> **Istruzioni**
Copia integralmente il passo sulla consulenza tecnica d’ufficio, senza alcuna modifica.

La consulenza tecnica d’ufficio è mezzo istruttorio

Corte di Cassazione, sezione sesta (prima) civile, Ordinanza 13 gennaio 2020, n. 326.

La massima estrapolata:

La consulenza tecnica d’ufficio è mezzo istruttorio diverso dalla prova vera e propria, sottratto alla disponibilità delle parti e affidato al prudente apprezzamento del giudice di merito, rientrando nel suo potere discrezionale la valutazione di disporre la nomina dell’ausiliario e potendo la motivazione dell’eventuale diniego del giudice di ammissione del mezzo essere anche implicitamente desumibile dal contesto generale delle argomentazioni svolte e dalla valutazione del quadro probatorio unitariamente considerato.

> **Dati estratti**
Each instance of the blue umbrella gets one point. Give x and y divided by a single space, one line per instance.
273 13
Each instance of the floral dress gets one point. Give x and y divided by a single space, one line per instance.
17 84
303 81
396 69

> **Risultato corretto**
La consulenza tecnica d’ufficio è mezzo istruttorio

Corte di Cassazione, sezione sesta (prima) civile, Ordinanza 13 gennaio 2020, n. 326.

La massima estrapolata:

La consulenza tecnica d’ufficio è mezzo istruttorio diverso dalla prova vera e propria, sottratto alla disponibilità delle parti e affidato al prudente apprezzamento del giudice di merito, rientrando nel suo potere discrezionale la valutazione di disporre la nomina dell’ausiliario e potendo la motivazione dell’eventuale diniego del giudice di ammissione del mezzo essere anche implicitamente desumibile dal contesto generale delle argomentazioni svolte e dalla valutazione del quadro probatorio unitariamente considerato.